▶ _Description of the task_:
All lines with the word "brick" must be pulled from the entries below.

______

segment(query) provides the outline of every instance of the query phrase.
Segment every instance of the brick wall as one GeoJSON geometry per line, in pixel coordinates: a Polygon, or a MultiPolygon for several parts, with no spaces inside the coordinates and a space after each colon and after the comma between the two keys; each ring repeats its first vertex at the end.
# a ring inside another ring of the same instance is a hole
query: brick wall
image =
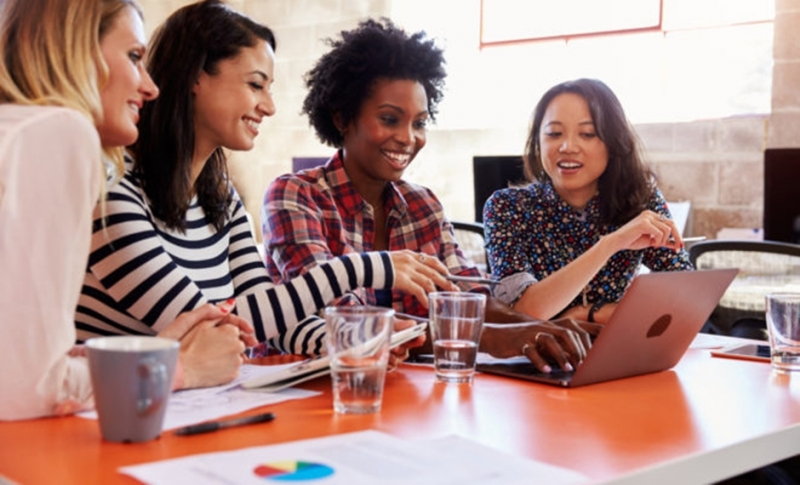
{"type": "MultiPolygon", "coordinates": [[[[149,29],[189,3],[140,2],[149,29]]],[[[689,234],[714,237],[723,227],[760,227],[763,151],[800,146],[800,0],[775,2],[770,116],[636,126],[667,199],[692,202],[689,234]]],[[[269,25],[278,38],[273,87],[278,113],[264,123],[256,148],[232,154],[230,165],[258,223],[264,190],[291,169],[292,156],[331,154],[299,115],[305,96],[302,75],[326,50],[320,39],[352,28],[366,16],[391,16],[392,0],[231,0],[229,4],[269,25]]],[[[451,218],[472,220],[472,157],[520,153],[526,129],[522,124],[511,129],[434,127],[407,178],[433,189],[451,218]]]]}

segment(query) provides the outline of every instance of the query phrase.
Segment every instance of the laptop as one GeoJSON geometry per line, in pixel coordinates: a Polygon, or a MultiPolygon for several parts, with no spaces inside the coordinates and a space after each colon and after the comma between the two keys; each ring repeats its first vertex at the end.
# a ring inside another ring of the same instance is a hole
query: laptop
{"type": "Polygon", "coordinates": [[[562,387],[673,367],[708,320],[738,269],[666,271],[634,278],[586,359],[572,372],[540,372],[526,357],[479,358],[476,369],[562,387]]]}

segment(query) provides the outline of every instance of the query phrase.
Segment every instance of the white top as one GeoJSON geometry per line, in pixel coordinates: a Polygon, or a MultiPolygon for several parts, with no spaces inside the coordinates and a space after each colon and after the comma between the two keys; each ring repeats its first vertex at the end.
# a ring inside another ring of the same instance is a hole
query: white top
{"type": "Polygon", "coordinates": [[[101,184],[100,140],[66,108],[0,105],[0,420],[91,396],[75,306],[101,184]]]}

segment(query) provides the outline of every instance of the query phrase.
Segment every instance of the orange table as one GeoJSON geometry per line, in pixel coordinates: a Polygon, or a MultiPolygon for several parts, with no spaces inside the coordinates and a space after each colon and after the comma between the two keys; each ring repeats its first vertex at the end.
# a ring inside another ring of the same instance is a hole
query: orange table
{"type": "MultiPolygon", "coordinates": [[[[427,367],[389,374],[384,409],[339,416],[323,395],[271,406],[271,423],[144,444],[105,443],[97,423],[0,423],[0,475],[23,484],[133,483],[117,468],[193,453],[377,429],[405,438],[457,433],[572,468],[594,481],[708,483],[800,454],[800,376],[769,364],[689,350],[670,371],[561,389],[486,374],[472,386],[434,382],[427,367]]],[[[252,410],[244,414],[255,414],[252,410]]]]}

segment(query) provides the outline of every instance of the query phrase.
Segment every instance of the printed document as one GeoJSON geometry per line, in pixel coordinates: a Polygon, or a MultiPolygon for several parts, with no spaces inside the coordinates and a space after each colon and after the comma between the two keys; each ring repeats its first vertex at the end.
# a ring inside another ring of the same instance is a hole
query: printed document
{"type": "Polygon", "coordinates": [[[120,468],[154,485],[327,484],[464,485],[586,483],[572,470],[512,456],[467,438],[405,440],[379,431],[205,453],[120,468]]]}

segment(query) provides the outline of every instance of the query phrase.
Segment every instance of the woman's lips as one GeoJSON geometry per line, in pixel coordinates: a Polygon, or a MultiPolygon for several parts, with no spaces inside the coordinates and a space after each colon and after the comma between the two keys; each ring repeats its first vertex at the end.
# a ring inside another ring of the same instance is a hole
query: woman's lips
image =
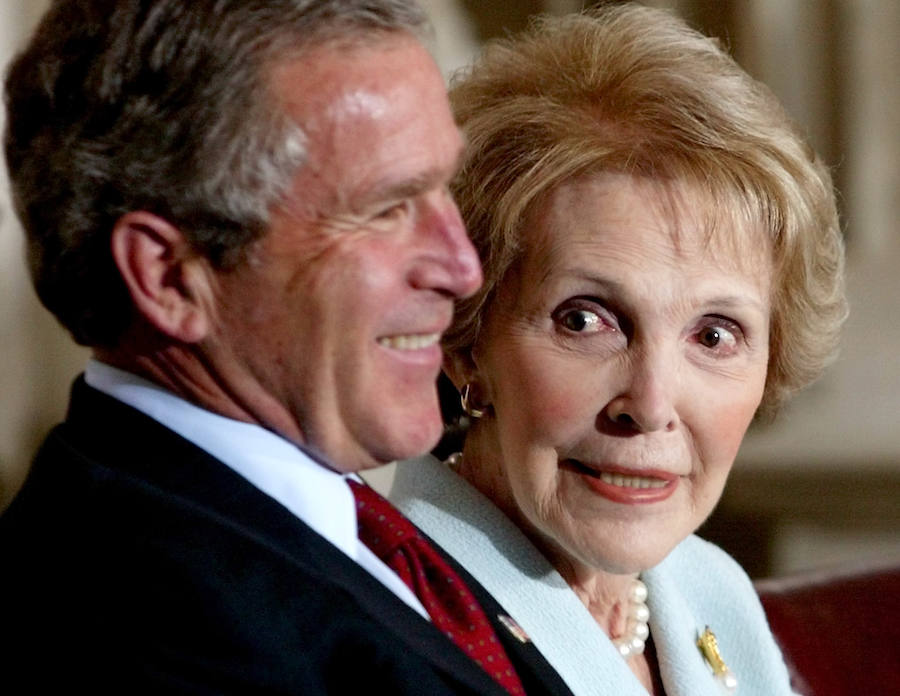
{"type": "Polygon", "coordinates": [[[671,496],[678,487],[679,477],[667,471],[635,472],[619,467],[586,466],[575,459],[566,462],[588,487],[615,503],[658,503],[671,496]]]}

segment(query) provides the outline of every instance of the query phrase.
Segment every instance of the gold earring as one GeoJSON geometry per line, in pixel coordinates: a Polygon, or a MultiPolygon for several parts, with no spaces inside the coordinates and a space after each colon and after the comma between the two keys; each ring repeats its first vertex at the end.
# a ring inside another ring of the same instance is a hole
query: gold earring
{"type": "Polygon", "coordinates": [[[484,415],[484,408],[477,408],[469,401],[471,387],[471,382],[466,382],[463,385],[462,391],[459,393],[459,401],[462,404],[462,410],[465,411],[467,416],[470,418],[481,418],[484,415]]]}

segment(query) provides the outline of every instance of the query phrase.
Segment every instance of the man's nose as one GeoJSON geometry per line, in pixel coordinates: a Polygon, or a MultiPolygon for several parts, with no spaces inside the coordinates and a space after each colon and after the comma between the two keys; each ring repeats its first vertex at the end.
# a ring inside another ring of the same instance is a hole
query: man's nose
{"type": "Polygon", "coordinates": [[[423,254],[410,278],[415,287],[437,290],[457,299],[468,297],[481,287],[478,252],[449,194],[440,194],[426,206],[416,234],[423,242],[423,254]]]}

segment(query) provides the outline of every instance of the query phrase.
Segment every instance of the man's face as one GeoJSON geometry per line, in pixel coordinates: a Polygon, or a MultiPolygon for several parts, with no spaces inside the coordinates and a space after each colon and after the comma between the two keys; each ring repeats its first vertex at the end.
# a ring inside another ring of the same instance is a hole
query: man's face
{"type": "Polygon", "coordinates": [[[336,469],[437,441],[439,340],[481,268],[447,190],[462,149],[412,37],[327,45],[277,68],[308,160],[250,260],[218,283],[208,347],[255,420],[336,469]]]}

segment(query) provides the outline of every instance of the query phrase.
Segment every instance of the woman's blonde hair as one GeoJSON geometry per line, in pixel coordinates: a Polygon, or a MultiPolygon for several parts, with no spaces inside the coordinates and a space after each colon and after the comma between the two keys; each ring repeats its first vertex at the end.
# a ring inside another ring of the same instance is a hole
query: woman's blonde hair
{"type": "Polygon", "coordinates": [[[716,40],[636,4],[541,18],[488,44],[450,97],[468,141],[454,193],[485,283],[458,305],[449,353],[475,344],[523,252],[527,213],[562,182],[610,171],[689,182],[714,203],[712,226],[743,220],[726,225],[729,233],[768,235],[774,272],[761,411],[774,412],[833,356],[846,300],[830,174],[774,95],[716,40]]]}

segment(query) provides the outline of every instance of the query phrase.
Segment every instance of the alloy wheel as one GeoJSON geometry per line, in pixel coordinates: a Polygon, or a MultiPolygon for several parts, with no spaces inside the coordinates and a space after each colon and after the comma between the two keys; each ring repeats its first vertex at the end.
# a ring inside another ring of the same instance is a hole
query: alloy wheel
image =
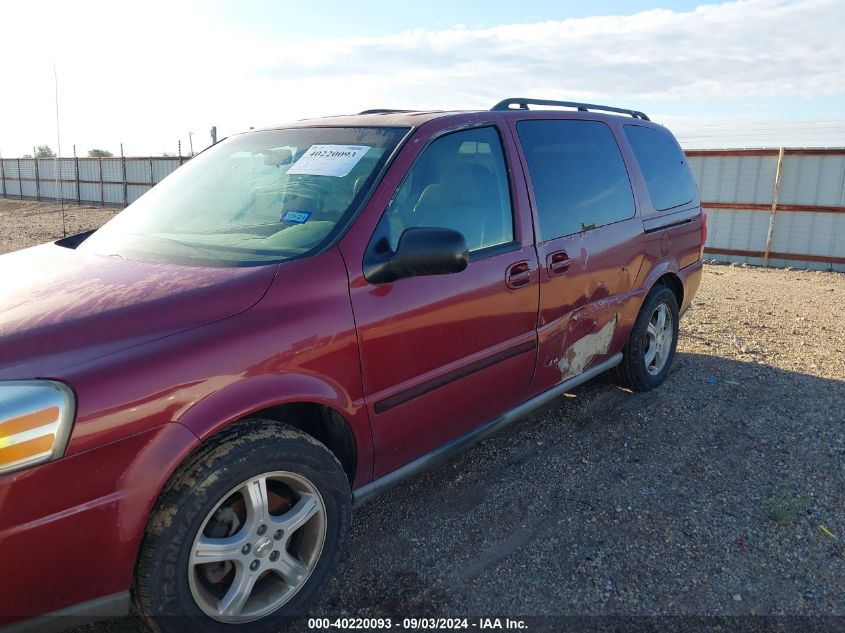
{"type": "Polygon", "coordinates": [[[288,603],[326,540],[326,507],[302,475],[270,472],[232,488],[208,513],[188,559],[191,595],[220,622],[249,622],[288,603]]]}
{"type": "Polygon", "coordinates": [[[672,312],[665,303],[660,303],[651,313],[645,332],[645,366],[648,373],[657,376],[666,366],[672,352],[675,331],[672,312]]]}

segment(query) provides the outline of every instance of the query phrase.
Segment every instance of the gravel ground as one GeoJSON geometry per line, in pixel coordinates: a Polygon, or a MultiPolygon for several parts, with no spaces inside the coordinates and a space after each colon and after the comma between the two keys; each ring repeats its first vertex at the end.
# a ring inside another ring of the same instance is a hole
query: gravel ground
{"type": "MultiPolygon", "coordinates": [[[[55,234],[23,208],[4,248],[55,234]]],[[[312,615],[845,616],[843,313],[845,275],[705,266],[661,388],[599,378],[359,508],[312,615]]]]}
{"type": "MultiPolygon", "coordinates": [[[[68,235],[97,228],[118,209],[65,203],[68,235]]],[[[35,246],[62,237],[62,206],[54,202],[33,202],[0,198],[0,253],[35,246]]]]}

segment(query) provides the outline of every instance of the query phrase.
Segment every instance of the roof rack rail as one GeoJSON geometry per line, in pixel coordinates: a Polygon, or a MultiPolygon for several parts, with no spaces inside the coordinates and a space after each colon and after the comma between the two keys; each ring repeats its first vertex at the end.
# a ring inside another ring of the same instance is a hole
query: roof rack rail
{"type": "Polygon", "coordinates": [[[393,108],[376,108],[374,110],[362,110],[358,114],[390,114],[392,112],[415,112],[415,110],[394,110],[393,108]]]}
{"type": "Polygon", "coordinates": [[[642,119],[643,121],[650,121],[644,113],[639,110],[626,110],[625,108],[614,108],[605,105],[596,105],[594,103],[578,103],[577,101],[550,101],[548,99],[525,99],[523,97],[514,97],[511,99],[504,99],[494,105],[491,110],[513,110],[512,105],[518,105],[520,110],[528,110],[528,104],[544,105],[544,106],[561,106],[566,108],[578,108],[581,112],[588,112],[590,110],[601,110],[602,112],[618,112],[619,114],[628,114],[635,119],[642,119]]]}

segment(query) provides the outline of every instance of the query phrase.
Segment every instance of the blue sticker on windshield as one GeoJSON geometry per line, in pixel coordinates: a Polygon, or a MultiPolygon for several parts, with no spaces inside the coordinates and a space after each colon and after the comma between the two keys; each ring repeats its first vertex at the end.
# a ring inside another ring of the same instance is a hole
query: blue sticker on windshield
{"type": "Polygon", "coordinates": [[[285,211],[280,222],[290,222],[291,224],[305,224],[311,219],[310,211],[285,211]]]}

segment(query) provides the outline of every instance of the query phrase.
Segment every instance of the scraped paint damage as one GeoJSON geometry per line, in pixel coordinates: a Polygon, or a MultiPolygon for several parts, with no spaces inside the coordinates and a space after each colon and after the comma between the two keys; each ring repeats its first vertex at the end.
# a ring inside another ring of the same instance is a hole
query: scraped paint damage
{"type": "Polygon", "coordinates": [[[596,356],[607,354],[610,349],[610,342],[613,340],[613,334],[616,332],[617,319],[618,315],[613,315],[613,319],[608,321],[598,332],[585,334],[569,346],[569,349],[566,350],[563,358],[557,364],[562,380],[577,376],[589,367],[596,356]]]}

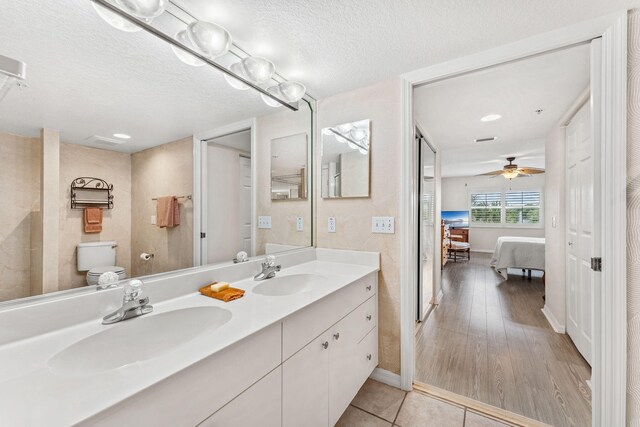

______

▶ _Answer section_:
Segment every instance of the brick wall as one GeoJSON geometry per line, in pixel coordinates: a Polygon, or a MultiPolygon for several parts, with no spaces inside the coordinates and a space after each colon and after the comma between the two keys; each ring repeats its first vertex at the end.
query: brick wall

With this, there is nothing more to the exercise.